╔══
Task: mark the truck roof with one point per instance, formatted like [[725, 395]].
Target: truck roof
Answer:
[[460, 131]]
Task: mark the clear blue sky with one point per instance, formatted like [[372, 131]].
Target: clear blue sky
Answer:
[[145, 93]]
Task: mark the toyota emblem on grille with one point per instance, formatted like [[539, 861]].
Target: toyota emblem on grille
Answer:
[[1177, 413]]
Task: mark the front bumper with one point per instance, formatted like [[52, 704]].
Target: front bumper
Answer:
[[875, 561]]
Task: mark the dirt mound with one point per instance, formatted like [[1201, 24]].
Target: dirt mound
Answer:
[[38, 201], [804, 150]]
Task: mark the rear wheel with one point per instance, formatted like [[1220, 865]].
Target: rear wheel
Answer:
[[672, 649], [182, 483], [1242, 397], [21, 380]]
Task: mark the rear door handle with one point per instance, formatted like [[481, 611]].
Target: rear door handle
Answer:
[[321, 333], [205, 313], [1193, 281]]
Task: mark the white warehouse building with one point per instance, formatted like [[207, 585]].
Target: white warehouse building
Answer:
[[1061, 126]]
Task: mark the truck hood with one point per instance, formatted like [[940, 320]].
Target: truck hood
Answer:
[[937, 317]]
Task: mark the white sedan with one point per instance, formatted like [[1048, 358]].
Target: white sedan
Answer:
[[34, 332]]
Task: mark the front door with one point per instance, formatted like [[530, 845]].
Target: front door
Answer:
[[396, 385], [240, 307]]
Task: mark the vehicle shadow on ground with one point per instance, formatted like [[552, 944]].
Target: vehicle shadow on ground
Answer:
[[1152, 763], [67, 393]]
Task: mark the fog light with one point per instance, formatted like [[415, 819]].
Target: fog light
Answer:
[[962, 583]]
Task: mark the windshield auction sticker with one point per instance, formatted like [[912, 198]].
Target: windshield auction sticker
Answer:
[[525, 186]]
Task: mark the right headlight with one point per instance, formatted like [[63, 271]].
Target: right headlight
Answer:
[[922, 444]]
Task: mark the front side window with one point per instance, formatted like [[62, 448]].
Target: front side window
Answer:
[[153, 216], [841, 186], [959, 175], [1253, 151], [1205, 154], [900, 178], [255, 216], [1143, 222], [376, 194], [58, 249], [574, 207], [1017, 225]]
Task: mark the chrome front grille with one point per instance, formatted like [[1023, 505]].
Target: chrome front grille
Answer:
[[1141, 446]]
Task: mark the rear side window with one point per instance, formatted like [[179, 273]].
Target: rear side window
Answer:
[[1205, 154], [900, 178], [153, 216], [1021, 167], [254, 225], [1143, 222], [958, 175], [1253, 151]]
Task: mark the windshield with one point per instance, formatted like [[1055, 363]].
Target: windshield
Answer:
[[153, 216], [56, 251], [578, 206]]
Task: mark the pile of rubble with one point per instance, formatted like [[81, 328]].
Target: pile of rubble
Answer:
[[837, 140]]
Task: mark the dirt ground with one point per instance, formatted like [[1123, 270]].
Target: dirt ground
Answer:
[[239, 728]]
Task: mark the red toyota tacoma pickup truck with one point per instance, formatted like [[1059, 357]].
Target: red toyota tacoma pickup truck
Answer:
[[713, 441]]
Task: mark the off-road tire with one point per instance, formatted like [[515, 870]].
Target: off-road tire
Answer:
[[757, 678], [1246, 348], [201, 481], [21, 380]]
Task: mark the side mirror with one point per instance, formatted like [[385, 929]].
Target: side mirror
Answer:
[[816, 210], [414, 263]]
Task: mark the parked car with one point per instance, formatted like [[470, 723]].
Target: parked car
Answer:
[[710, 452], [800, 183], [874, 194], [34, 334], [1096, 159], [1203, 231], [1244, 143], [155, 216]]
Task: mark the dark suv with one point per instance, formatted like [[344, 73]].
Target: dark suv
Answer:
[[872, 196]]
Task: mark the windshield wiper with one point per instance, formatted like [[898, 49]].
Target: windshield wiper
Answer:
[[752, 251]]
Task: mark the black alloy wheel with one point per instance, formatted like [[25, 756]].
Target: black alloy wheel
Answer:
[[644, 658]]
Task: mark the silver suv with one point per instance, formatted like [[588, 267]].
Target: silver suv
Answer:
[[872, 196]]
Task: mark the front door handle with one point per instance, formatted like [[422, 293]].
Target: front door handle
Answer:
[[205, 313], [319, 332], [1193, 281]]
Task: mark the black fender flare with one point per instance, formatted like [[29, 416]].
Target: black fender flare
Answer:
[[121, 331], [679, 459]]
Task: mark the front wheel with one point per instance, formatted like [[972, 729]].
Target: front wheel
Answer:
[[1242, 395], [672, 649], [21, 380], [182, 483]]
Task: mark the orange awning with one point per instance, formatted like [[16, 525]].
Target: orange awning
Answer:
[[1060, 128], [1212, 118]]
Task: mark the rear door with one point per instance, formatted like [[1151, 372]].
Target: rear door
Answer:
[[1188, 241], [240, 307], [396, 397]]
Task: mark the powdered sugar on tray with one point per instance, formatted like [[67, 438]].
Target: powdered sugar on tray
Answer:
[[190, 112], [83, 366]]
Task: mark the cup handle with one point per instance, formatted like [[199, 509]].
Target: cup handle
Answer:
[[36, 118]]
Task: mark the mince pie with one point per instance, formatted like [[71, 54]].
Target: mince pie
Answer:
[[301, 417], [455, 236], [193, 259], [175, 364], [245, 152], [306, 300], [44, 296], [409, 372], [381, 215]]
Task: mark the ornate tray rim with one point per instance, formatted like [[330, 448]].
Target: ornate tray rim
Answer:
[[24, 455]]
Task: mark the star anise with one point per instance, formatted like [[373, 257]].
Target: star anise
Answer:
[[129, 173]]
╚══
Exercise task
Change every occurrence of "one point per instance" to "a single point per instance" in all of the rows above, leaving everything else the same.

Solution to this problem
Task: mark the truck roof with a single point per instance, formatted like [[725, 395]].
Target: truck roof
Answer:
[[460, 131]]
Task: mark the clear blue sky with a single point per instance, formatted like [[372, 131]].
Target: clear blue sky
Answer:
[[145, 93]]
Task: mark the toyota emblem on grille with a single point per instance, formatted like [[539, 861]].
Target: toyota emblem on grille
Answer:
[[1177, 413]]
Task: mark the front bumper with a single point per instance, formatted like [[52, 704]].
Target: front bumper
Answer:
[[875, 561]]
Task: mark the dirt mound with a single point per instance, formatted like [[1201, 24]].
Target: dirt mound
Answer:
[[38, 201], [804, 150]]
Task: mark the rear wheel with a single point per instance, formatted like [[1220, 865]].
Target: rear wheel
Answer:
[[672, 649], [182, 483], [1242, 397], [21, 380]]
Task: mark the rear door handle with a single point per instance, formatted like [[481, 611]].
Target: rear door handle
Answer:
[[321, 333], [205, 313], [1193, 281]]
Task: mark the white warehouse building with a single point per instance, formatted like [[207, 585]].
Target: white warehouse building
Answer:
[[1061, 126]]
Task: mark the truck hood with a single point per instance, formatted like [[940, 320]].
Target: truck hood
Answer:
[[937, 317]]
Task: mark the white sedan with a single point per instance, formatted like [[1048, 358]].
Target: white sedan
Answer:
[[34, 332]]
Task: mark the front door with a single point per instance, formatted like [[530, 845]].
Target: front door
Answer:
[[396, 385], [240, 307]]
Task: mark the vehicle shadow on ground with a single point per instance, formatted like [[552, 944]].
Target: vehicle shadow on ground
Answer:
[[1152, 763], [67, 393]]
Task: mark the fog light with a single point per instance, formatted like [[415, 819]].
Target: fog light
Answer:
[[962, 583]]
Task: mark the windshield auction sticker with a single point per instance, formatted like [[912, 198]].
Target: windshield auction sticker
Answer:
[[525, 186]]
Task: mark the right headlight with a single point per instance, formatted like [[63, 271]].
Target: right headlight
Answer:
[[922, 444]]
Task: mark the front side window with a single point per instance, formatted like [[62, 448]].
Target: front side window
Answer:
[[153, 216], [841, 186], [959, 175], [1253, 151], [1205, 154], [900, 178], [255, 216], [1143, 222], [376, 194], [58, 249], [574, 207], [1017, 225]]
Task: mark the chrome front grille with a single point per instance, formatted like [[1023, 505]].
Target: chrome front grille
Answer:
[[1141, 446]]
Task: mark the rear side window with a single point per instance, formatted like [[179, 273]].
Target: rear side window
Answer:
[[1205, 154], [900, 178], [153, 216], [1021, 167], [254, 225], [1143, 222], [958, 175], [1253, 151]]
Task: mark the windshield with a single point per instance, formatted like [[1055, 363]].
Target: windshield
Answer:
[[153, 216], [56, 251], [578, 206]]
Task: mark the pile of rubble with a single point per instance, formatted like [[81, 328]].
Target: pile of rubble
Answer:
[[837, 140]]
Task: mark the dirt ground with a single point per instance, formatted like [[1123, 270]].
Target: dirt ground
Answer:
[[239, 728]]
Task: mark the red toyota tacoma pickup truck with a single point per instance, formatted like [[1059, 357]].
Target: red toyota tacoma pickup truck
Answer:
[[713, 441]]
Task: mark the off-road tire with a single point per instance, formatted like [[515, 870]].
Target: off-road tire
Answer:
[[757, 678], [1246, 348], [201, 481], [21, 380]]
Task: mark the side mirror with a single point per instance, formatted like [[385, 929]].
Target: side mirror
Answer:
[[816, 210], [414, 263]]
Task: mark the parked car with a single point per instance, formatted like [[470, 723]].
Target: parked car
Answer:
[[710, 452], [800, 183], [874, 194], [34, 334], [1096, 159], [1203, 231], [1244, 143], [155, 216]]
Task: mark the dark suv with a single point per instance, formatted like [[344, 73]].
Target: dark suv
Answer:
[[872, 196]]
Task: mark the windshield wiper with a single point per instance, formatted like [[898, 49]].
Target: windshield wiper
Answer:
[[752, 251]]
Task: mark the black alloy wheel with a single point per instance, formatted like [[25, 756]].
Target: black alloy wheel
Answer:
[[644, 658]]
Task: mark the silver suv with a single point per instance, formatted like [[588, 267]].
Target: silver suv
Answer:
[[872, 196]]
Task: mark the front door handle with a single point per instance, formatted like [[422, 293]].
Target: front door handle
Answer:
[[205, 313], [319, 332], [1193, 281]]
Task: mark the black fender flare with a single point per instance, formatted like [[29, 416]].
Target: black fender flare
Answer:
[[121, 331], [679, 459]]
Task: mark the front wheel with a single point per instance, formatted like [[972, 729]].
Target: front wheel
Answer:
[[1242, 395], [672, 649], [21, 380], [182, 483]]
Task: mark the orange awning with a single point per instance, formatted like [[16, 525]].
Target: orange awning
Answer:
[[1060, 128], [1212, 118]]
Task: mark the rear door with a single point per instance, formatted like [[1151, 372]].
Target: rear door
Answer:
[[1188, 241], [240, 307], [396, 397]]
Task: mark the powdered sugar on tray with a single point per instance, formatted like [[67, 438]].
Target: powdered sugar on tray
Answer:
[[190, 112], [83, 366]]
Task: mark the cup handle with a single point per instance, formatted like [[199, 509]].
Target: cup handle
Answer:
[[36, 118]]
Task: mark the mince pie with a single point per instance, formatted like [[71, 54]].
Target: mince pie
Answer:
[[301, 417], [455, 236], [193, 259], [175, 364], [245, 152], [306, 300], [44, 296], [409, 372], [381, 215]]
Task: mark the ornate tray rim with a single point per instance, formatted like [[330, 448]].
Target: ornate tray rim
Answer:
[[24, 455]]
Task: mark the star anise with a single point per instance, formatted like [[373, 257]].
Target: star anise
Answer:
[[129, 173]]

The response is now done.